-- Selection --
** Begin **

A speech signal is input into the speech coding system 200 as shown by the reference numeral 210. The speech signal is partitioned into a number of frames. If desired, each of the frames of the speech signal is further partitioned into a number of sub-frames. A given frame or sub-frame of the given frame is shown by the iteration ‘i’ associated with the reference numeral 214. For the given frame or sub-frame, a particular excitation vector (Cc(i)) 216 is selected from among a fixed codebook (Cc) 212. The selected excitation vector (Cc(i)) 216, chosen from among all of the excitation vectors contained within the fixed codebook (Cc) 212 for the given frame or sub-frame of the speech signal, is scaled using a fixed gain (gc) 218. After having undergone any required scaling (either amplification or reduction) by the fixed gain (gc) 218, the now-scaled selected excitation vector (Cc(i)) 216 is fed into a summing node 220. An excitation signal 222 is fed into the signal path of the now-scaled selected excitation vector (Cc(i)) 216 after the summing node 220. A feedback path is provided wherein pitch prediction is performed in the block 224 as shown by z−LAG.
The output of this signal path, after having undergone the pitch prediction is performed in the block 224 as shown by z−LAG, is then scaled using an adaptive codebook gain (gp) 226. After having undergone any required scaling (either amplification or reduction) by the adaptive codebook gain (gp) 226, this signal path is then fed into the summing node 220. The output of the summing node 220, is fed into a synthesis filter (H(z)) 229. The synthesis filter (H(z)) 229 itself contains, among other things, a linear prediction coding (LPC) synthesis filter (1/A(z)) 228 and a perceptual weighting filter W(z) 234. The output from the synthesis filter (H(z)) 229 is fed to a summing node 230.
In another signal path of the speech coding system 200, the input speech signal 210 is fed into a perceptual weighting filter W(z) 234. In addition, depending upon the particular frame or sub-frame of the speech signal that is being processed by the speech coding system 200 at the given time, as shown by the iteration ‘ai210 a, linear prediction coding (LPC) analysis 210 b is performed, and the parameters derived during the linear prediction coding (LPC) analysis 210 b are also fed into the perceptual weighting filter W(z) 234. The output of the perceptual weighting filter W(z) 234, within this signal path, is fed into a summing mode 231.

** End **

-- Recorded information --
** Begin **

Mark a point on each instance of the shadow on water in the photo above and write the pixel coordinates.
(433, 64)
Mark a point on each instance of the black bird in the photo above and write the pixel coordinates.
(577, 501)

** End **

-- Written task 1 --
In the speech coding description, which two filters does the synthesis filter (H(z)) 229 contain?
-- Written task 2 --
Echo the part of the speech coding description that opens with the words containing "In another signal" and closes with "summing mode 231.".

-- Task output 1 --
A linear prediction coding (LPC) synthesis filter (1/A(z)) 228 and a perceptual weighting filter W(z) 234.

-- Task output 2 --
In another signal path of the speech coding system 200, the input speech signal 210 is fed into a perceptual weighting filter W(z) 234. In addition, depending upon the particular frame or sub-frame of the speech signal that is being processed by the speech coding system 200 at the given time, as shown by the iteration ‘ai210 a, linear prediction coding (LPC) analysis 210 b is performed, and the parameters derived during the linear prediction coding (LPC) analysis 210 b are also fed into the perceptual weighting filter W(z) 234. The output of the perceptual weighting filter W(z) 234, within this signal path, is fed into a summing mode 231.